Box-labeled dataset extracts:
## start
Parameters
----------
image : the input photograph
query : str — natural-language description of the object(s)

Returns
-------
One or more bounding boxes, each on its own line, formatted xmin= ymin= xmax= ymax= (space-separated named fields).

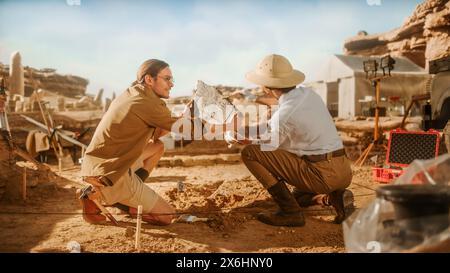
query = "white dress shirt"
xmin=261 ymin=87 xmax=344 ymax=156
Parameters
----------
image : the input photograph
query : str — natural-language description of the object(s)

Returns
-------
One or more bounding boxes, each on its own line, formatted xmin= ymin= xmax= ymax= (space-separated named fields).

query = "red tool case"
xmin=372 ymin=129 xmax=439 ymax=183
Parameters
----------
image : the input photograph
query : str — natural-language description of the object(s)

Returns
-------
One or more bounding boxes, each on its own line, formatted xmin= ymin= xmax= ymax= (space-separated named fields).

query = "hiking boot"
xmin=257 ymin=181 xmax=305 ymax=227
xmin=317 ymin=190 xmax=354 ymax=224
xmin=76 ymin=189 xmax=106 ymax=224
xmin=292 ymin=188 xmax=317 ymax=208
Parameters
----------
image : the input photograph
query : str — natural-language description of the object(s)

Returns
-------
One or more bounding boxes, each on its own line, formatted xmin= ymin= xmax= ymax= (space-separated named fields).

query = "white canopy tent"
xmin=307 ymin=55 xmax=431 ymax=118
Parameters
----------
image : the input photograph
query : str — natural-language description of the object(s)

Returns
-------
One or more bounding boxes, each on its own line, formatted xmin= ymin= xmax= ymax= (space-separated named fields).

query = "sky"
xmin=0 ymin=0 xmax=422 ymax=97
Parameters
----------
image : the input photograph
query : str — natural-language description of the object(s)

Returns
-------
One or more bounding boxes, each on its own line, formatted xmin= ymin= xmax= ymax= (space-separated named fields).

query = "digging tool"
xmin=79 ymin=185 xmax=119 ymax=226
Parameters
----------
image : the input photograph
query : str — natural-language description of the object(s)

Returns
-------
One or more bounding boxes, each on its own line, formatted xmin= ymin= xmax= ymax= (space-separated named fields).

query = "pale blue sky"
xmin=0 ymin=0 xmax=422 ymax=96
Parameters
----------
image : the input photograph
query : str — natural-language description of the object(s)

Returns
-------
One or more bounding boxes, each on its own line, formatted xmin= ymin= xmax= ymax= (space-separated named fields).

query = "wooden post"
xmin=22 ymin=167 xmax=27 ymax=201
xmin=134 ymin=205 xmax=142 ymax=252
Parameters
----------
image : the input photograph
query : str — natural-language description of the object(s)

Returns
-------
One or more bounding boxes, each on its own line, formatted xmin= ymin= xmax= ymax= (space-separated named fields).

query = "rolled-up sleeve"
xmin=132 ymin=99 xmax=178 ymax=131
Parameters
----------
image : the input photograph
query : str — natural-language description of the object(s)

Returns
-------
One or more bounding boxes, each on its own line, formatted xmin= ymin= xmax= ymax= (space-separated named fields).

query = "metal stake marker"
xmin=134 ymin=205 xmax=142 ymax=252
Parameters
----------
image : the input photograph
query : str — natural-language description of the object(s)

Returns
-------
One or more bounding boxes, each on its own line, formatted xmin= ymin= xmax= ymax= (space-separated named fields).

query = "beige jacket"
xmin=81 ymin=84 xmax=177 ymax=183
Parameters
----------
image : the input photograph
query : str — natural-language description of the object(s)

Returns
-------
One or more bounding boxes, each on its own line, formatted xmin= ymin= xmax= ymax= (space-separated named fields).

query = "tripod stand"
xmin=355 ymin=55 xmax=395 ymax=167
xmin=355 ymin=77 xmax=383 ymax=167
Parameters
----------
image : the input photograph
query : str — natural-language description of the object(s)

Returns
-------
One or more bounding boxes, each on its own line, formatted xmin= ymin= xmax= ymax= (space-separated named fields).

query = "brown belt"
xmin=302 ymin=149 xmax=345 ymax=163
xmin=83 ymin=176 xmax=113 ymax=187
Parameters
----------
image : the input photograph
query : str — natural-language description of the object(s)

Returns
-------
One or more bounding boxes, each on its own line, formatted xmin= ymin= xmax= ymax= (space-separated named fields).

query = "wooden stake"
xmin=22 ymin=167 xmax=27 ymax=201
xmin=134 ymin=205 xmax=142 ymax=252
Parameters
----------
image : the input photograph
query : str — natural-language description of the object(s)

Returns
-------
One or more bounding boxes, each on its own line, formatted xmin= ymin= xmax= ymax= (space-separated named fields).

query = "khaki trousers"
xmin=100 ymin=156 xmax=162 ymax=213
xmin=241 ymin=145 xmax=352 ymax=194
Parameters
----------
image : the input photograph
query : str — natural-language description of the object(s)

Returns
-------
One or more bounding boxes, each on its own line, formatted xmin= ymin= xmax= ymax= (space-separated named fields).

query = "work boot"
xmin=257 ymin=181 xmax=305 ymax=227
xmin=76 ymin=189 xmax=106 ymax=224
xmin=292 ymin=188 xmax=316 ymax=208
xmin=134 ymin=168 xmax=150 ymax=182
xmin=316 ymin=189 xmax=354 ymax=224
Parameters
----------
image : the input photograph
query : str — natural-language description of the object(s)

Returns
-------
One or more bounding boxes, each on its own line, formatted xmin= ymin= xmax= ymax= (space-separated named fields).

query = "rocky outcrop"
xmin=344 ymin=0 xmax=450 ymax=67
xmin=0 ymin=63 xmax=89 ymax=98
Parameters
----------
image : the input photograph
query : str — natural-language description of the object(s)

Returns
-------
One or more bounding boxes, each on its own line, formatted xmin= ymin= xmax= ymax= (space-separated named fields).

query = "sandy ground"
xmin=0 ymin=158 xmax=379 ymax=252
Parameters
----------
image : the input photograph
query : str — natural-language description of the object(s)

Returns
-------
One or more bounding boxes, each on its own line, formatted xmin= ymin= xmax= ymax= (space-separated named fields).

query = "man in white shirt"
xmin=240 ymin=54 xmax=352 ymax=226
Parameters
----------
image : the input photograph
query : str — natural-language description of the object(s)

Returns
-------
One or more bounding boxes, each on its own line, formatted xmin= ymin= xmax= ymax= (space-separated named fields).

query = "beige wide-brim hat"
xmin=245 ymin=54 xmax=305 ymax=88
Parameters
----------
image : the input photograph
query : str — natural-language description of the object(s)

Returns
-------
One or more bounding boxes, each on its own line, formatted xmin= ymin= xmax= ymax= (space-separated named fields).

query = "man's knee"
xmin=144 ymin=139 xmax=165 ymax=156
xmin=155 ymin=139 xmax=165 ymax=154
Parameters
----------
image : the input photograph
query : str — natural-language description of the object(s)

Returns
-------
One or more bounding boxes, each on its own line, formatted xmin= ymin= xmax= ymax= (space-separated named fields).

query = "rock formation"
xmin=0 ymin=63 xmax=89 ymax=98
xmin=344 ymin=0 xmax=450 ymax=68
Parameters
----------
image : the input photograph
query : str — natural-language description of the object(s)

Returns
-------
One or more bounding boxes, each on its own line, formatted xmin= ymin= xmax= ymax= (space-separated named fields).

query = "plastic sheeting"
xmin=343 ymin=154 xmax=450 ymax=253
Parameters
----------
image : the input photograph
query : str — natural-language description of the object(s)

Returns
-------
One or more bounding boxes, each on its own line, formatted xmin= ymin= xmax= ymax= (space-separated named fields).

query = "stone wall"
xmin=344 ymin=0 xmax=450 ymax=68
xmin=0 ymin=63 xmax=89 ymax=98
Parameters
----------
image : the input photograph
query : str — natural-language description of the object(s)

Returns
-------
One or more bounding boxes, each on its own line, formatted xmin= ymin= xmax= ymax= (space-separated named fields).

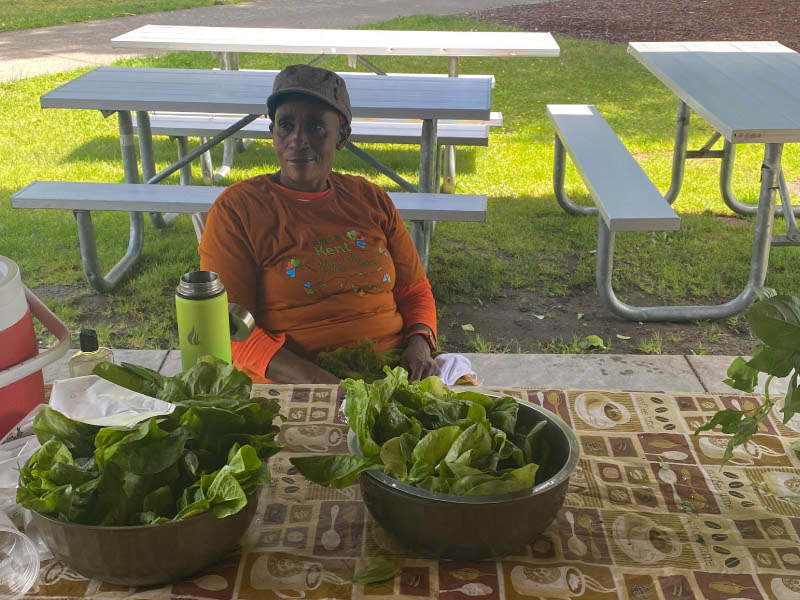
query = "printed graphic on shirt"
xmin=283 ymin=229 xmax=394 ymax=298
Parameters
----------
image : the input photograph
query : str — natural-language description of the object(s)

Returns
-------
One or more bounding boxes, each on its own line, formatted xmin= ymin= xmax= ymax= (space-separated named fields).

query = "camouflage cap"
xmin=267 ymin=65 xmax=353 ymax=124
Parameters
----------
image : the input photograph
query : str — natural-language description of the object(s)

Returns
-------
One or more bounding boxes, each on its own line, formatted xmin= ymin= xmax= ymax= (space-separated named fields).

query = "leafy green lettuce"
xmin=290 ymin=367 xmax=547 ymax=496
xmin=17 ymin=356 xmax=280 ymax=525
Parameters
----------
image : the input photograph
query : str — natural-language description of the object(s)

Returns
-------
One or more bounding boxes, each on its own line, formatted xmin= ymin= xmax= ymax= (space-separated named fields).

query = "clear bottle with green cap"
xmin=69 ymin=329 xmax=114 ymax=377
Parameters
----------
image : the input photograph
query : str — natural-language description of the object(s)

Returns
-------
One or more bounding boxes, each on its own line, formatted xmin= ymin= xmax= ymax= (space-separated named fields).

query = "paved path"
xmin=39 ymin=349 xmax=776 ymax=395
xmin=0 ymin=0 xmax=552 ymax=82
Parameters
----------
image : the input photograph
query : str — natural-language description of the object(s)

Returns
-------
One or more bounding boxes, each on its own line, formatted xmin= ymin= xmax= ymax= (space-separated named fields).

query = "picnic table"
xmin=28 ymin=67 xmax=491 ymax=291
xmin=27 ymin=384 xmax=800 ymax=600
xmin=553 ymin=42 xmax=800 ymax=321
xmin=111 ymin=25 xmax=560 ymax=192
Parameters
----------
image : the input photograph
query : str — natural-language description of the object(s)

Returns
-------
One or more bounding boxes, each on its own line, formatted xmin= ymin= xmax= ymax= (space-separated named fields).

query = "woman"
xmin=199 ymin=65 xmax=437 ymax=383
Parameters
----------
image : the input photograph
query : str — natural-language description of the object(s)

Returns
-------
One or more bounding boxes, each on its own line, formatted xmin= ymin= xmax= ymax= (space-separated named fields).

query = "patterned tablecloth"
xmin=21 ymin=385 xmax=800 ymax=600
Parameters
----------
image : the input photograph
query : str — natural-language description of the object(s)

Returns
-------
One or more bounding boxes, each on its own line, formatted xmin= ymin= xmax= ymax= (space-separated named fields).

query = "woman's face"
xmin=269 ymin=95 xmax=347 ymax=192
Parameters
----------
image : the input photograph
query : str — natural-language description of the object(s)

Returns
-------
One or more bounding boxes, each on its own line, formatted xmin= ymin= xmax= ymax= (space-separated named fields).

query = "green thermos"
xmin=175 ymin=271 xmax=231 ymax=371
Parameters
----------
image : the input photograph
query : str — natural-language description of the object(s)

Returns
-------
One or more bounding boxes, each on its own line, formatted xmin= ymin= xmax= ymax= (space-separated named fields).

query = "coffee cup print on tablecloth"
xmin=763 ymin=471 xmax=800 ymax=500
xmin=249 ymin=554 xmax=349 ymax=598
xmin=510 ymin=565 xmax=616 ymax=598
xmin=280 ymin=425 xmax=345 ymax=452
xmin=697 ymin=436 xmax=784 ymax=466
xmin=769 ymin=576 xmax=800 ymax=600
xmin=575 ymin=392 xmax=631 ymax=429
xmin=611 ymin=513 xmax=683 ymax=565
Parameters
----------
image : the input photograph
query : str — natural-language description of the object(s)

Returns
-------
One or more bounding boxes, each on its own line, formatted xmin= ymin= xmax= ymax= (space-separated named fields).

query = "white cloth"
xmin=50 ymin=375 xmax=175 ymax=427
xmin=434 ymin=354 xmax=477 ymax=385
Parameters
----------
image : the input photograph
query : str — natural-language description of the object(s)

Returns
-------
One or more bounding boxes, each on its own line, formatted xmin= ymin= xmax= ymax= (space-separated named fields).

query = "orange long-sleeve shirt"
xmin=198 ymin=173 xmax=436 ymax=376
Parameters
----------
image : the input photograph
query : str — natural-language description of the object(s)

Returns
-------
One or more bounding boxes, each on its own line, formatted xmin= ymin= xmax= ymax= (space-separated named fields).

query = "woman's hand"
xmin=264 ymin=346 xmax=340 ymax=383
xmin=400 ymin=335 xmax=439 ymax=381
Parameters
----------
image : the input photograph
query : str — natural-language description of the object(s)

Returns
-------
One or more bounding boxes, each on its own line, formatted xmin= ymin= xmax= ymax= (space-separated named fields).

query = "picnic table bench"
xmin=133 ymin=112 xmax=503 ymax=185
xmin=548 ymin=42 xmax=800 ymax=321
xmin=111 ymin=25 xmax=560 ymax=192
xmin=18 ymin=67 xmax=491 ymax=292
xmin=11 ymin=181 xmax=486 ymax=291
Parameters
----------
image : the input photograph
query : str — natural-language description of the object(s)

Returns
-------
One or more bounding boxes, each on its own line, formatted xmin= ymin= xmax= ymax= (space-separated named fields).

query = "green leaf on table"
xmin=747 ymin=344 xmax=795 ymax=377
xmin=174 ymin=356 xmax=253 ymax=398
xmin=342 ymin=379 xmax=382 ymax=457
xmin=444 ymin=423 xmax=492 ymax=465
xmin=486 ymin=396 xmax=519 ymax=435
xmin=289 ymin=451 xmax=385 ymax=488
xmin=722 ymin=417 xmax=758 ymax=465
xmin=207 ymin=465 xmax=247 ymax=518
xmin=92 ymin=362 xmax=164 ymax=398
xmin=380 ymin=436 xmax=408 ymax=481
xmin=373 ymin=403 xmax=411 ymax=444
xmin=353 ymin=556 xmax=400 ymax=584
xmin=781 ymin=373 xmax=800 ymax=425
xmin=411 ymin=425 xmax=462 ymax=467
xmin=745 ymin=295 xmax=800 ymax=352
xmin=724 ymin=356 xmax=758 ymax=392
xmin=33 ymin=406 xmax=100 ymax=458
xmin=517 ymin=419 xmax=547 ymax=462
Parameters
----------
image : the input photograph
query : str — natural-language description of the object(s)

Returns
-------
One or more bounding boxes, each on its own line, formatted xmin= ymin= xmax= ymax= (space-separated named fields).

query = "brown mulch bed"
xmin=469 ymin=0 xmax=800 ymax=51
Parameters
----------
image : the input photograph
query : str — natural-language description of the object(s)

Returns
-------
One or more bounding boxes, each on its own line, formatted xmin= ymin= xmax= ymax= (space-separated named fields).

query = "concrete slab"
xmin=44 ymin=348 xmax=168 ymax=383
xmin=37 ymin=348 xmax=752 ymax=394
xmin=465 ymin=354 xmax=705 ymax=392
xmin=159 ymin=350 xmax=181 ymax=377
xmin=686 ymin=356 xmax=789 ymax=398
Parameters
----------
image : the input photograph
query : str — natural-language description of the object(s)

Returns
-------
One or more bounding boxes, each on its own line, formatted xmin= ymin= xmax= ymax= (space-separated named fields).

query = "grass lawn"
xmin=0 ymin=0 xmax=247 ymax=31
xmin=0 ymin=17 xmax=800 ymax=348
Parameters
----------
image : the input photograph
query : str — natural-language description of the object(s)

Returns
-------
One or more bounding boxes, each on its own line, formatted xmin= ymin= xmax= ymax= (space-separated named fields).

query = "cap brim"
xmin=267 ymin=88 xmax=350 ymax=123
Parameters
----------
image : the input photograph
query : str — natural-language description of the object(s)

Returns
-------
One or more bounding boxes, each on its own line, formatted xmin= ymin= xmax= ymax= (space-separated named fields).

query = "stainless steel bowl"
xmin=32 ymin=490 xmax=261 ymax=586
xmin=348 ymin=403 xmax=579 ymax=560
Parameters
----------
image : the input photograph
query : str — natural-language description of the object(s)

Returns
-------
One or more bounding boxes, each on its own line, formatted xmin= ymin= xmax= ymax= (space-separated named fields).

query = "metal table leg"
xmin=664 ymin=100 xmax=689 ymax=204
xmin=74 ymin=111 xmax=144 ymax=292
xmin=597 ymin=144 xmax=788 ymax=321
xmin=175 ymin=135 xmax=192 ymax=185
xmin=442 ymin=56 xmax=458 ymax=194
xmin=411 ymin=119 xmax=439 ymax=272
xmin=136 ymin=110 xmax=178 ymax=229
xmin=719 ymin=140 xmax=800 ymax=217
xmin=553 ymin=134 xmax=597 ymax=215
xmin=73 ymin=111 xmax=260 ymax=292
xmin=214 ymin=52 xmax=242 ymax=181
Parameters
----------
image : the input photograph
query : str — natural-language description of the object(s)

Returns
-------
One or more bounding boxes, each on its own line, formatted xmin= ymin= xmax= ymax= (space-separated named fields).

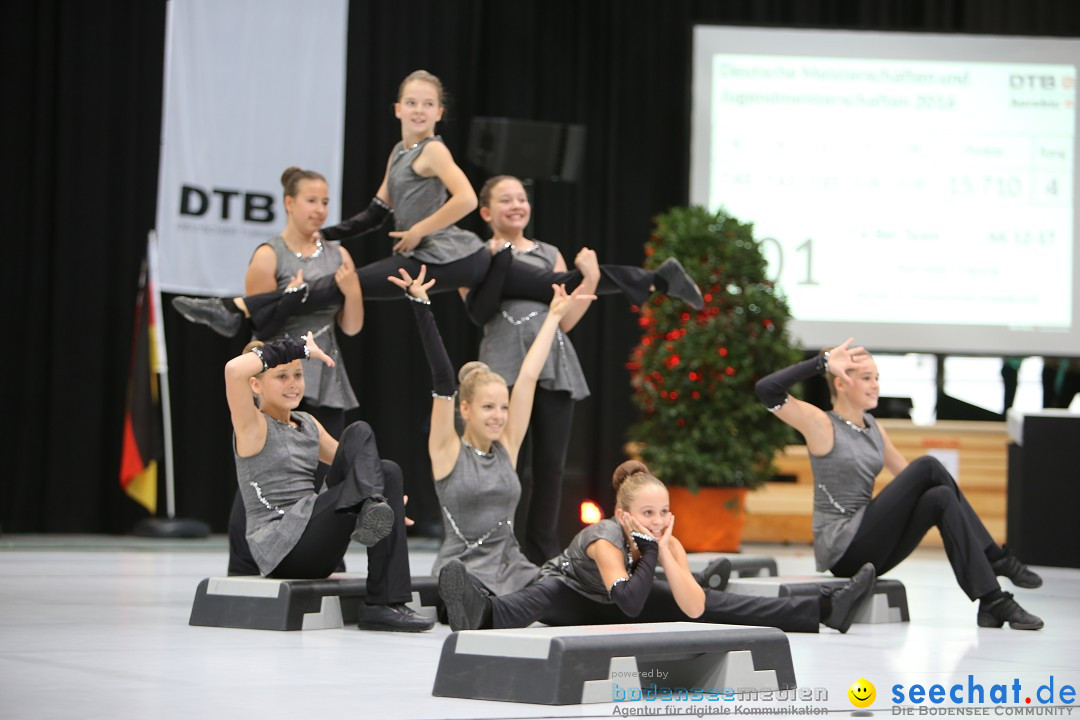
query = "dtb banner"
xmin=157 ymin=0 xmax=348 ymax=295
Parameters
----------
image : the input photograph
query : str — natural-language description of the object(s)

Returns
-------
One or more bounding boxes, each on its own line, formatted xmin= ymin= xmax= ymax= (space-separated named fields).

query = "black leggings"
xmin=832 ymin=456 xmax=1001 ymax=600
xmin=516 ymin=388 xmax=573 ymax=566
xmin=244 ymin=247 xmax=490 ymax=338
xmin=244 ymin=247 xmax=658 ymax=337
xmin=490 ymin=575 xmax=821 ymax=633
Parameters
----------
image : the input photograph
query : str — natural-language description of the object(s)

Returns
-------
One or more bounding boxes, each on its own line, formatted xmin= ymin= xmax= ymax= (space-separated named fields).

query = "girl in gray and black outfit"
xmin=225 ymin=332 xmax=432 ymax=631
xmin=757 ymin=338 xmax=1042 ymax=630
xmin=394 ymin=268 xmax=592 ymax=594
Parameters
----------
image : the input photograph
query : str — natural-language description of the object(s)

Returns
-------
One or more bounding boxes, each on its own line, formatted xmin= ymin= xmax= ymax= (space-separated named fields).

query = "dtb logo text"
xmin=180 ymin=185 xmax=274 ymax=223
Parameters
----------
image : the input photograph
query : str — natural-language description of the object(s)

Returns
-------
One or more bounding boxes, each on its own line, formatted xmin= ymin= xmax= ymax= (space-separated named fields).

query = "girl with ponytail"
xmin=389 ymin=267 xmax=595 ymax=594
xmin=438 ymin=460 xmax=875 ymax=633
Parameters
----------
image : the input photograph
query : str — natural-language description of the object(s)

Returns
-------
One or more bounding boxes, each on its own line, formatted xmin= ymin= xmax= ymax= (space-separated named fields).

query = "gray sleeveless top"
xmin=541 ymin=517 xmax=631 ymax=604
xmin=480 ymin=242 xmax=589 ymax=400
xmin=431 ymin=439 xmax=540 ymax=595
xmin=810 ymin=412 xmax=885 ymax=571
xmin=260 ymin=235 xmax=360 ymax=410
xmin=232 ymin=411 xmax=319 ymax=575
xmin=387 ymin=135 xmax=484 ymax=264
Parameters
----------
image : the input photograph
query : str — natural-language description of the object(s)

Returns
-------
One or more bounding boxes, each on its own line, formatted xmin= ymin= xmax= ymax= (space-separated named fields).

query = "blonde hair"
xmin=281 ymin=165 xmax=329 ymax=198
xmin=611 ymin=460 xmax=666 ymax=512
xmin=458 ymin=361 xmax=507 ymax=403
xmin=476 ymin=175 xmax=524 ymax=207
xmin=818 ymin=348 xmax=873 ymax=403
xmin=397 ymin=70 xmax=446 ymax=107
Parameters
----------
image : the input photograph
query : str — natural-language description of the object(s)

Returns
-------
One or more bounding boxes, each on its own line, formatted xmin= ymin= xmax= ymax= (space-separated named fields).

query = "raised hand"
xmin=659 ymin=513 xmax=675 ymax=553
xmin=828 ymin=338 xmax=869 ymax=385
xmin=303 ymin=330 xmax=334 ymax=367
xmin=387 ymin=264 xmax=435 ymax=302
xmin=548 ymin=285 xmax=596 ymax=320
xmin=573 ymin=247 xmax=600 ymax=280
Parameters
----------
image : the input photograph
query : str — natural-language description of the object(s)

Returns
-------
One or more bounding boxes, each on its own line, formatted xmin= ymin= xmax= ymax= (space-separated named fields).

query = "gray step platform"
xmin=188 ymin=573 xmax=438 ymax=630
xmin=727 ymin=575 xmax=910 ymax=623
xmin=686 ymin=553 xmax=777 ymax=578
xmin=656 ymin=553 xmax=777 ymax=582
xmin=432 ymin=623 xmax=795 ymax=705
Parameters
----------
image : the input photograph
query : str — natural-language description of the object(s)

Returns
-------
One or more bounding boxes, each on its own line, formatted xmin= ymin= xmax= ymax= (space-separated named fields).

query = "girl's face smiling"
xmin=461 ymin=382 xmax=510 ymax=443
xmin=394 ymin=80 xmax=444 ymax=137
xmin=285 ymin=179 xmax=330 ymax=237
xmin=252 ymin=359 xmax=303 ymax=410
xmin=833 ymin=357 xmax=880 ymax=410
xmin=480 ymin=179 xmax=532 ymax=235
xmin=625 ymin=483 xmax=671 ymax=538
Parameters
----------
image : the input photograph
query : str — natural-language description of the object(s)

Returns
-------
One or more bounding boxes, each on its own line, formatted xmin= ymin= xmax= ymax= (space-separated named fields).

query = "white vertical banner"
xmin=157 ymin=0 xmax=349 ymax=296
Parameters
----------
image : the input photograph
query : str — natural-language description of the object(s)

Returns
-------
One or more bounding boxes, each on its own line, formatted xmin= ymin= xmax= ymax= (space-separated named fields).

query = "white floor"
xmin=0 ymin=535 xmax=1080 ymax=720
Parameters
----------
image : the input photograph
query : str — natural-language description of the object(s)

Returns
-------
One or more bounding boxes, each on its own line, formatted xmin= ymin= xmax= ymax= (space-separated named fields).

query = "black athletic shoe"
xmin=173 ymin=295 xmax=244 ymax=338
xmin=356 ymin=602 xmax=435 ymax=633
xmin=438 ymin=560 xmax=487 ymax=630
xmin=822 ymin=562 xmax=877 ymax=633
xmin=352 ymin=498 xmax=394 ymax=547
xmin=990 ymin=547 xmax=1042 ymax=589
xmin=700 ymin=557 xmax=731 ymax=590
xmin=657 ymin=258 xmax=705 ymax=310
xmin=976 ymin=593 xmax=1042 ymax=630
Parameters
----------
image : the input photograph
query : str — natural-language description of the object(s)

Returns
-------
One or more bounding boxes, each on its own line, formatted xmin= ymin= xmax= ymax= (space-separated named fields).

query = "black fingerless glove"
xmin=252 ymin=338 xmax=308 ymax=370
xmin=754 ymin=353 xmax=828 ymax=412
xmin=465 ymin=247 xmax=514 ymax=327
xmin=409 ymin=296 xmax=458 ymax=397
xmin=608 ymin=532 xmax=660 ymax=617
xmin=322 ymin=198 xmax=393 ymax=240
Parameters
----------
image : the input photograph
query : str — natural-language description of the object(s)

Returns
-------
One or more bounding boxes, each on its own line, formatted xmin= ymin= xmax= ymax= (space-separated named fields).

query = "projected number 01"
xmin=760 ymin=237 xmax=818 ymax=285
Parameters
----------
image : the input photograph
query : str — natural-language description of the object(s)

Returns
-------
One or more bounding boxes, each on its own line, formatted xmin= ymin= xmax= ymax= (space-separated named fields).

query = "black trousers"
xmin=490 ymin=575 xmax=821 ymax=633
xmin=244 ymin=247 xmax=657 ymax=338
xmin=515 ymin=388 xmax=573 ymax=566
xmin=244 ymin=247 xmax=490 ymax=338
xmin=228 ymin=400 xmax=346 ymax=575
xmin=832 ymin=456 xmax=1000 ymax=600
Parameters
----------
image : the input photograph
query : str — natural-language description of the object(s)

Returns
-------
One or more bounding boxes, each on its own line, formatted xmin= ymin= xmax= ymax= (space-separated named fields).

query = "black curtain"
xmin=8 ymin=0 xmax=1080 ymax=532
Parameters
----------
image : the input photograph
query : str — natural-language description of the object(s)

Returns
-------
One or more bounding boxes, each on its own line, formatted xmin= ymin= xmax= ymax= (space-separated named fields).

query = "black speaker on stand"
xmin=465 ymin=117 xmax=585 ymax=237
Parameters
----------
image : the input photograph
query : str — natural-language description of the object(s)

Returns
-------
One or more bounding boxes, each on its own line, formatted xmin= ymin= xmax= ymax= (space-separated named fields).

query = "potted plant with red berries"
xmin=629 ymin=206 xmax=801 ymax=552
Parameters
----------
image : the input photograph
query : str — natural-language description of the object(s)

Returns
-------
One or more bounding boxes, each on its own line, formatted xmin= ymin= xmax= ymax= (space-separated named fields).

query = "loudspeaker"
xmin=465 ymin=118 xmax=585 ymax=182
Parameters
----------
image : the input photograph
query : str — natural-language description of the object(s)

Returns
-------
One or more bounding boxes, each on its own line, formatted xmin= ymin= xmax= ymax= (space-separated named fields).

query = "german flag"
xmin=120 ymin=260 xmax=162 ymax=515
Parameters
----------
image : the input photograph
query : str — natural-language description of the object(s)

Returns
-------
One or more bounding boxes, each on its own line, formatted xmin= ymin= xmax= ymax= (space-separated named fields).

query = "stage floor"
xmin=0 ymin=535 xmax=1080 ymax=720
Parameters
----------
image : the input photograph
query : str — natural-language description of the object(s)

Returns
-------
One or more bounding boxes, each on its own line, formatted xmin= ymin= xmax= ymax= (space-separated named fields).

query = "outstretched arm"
## end
* [What the task requires]
Reproduce the records starting at their beginning and ending at the line containing "xmin=0 ymin=0 xmax=422 ymax=97", swapping every "the input photograph" for "the source image" and changing nothing else. Leave the pictures out.

* [The completed task]
Parameters
----------
image : the source image
query : str — natural-language description of the object(s)

Returns
-------
One or more bounding boxes, each on its own line, formatted xmin= ymin= xmax= ymax= (space-separated named fields).

query = "white dress shirt"
xmin=261 ymin=87 xmax=344 ymax=156
Parameters
----------
image : the source image
query : str — natural-language description of the object(s)

Returns
-------
One or more bounding boxes, each on its own line, formatted xmin= ymin= xmax= ymax= (space-separated named fields).

query = "red tool case"
xmin=372 ymin=129 xmax=439 ymax=183
Parameters
----------
image : the source image
query : str — natural-language description of the object(s)

Returns
-------
One or more bounding boxes, each on its own line, formatted xmin= ymin= xmax= ymax= (space-separated named fields).

query = "hiking boot"
xmin=257 ymin=181 xmax=305 ymax=227
xmin=317 ymin=190 xmax=354 ymax=224
xmin=76 ymin=189 xmax=106 ymax=224
xmin=292 ymin=188 xmax=317 ymax=208
Parameters
----------
image : the source image
query : str — natural-language description of the object(s)

Returns
-------
One or more bounding boxes, each on its own line, formatted xmin= ymin= xmax= ymax= (space-separated named fields).

query = "white canopy tent"
xmin=307 ymin=55 xmax=431 ymax=118
Parameters
----------
image : the source image
query : str — natural-language description of the object(s)

Returns
-------
One or more bounding boxes, each on its own line, formatted xmin= ymin= xmax= ymax= (space-separated named fields).

query = "sky"
xmin=0 ymin=0 xmax=422 ymax=97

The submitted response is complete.